PROBLEM: There is material below. Print exactly the lines starting at the line with "Spot the metal" and ending at the line with "Spot the person", ends included, and no others.

DATA FOR PROCESSING:
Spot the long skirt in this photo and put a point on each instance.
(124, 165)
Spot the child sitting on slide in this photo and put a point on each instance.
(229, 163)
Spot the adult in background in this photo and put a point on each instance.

--

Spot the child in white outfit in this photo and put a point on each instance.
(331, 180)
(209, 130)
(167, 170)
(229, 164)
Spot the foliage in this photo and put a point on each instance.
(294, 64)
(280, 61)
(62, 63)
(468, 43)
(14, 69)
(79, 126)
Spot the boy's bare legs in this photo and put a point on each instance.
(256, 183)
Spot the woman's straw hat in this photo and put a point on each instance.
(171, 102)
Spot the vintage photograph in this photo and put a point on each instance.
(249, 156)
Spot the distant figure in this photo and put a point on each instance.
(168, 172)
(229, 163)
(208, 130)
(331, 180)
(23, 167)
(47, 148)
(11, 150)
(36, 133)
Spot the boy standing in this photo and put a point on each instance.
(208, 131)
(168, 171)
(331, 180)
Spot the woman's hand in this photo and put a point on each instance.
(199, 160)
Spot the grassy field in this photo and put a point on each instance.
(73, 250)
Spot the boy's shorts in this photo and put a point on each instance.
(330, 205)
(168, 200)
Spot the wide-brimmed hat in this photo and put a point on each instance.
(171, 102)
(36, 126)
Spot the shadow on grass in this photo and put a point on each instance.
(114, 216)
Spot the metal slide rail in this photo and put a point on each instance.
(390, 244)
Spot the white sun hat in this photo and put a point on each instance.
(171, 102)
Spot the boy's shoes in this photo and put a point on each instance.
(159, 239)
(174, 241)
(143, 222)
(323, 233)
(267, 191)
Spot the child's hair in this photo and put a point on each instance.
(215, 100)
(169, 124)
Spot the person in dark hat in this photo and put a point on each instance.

...

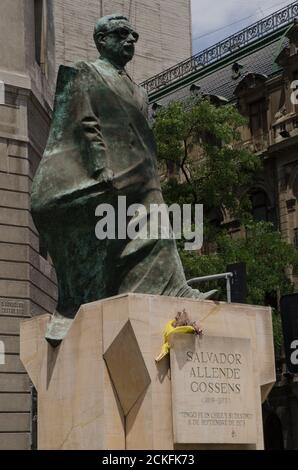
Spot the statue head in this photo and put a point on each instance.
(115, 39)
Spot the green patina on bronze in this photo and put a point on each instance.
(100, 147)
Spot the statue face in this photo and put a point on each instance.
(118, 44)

ANSWER SECTION:
Spot the metal slide rail in this photo and put a point on each instance.
(390, 244)
Spot the white sun hat in this photo and put a point on each instance.
(171, 102)
Spot the boy's shoes in this photo and put a point on each instance.
(159, 239)
(174, 241)
(143, 222)
(323, 233)
(267, 191)
Spot the child's hair in this photo and put a point on each instance.
(215, 100)
(169, 124)
Spot the person in dark hat in this photo and put a point on each instance.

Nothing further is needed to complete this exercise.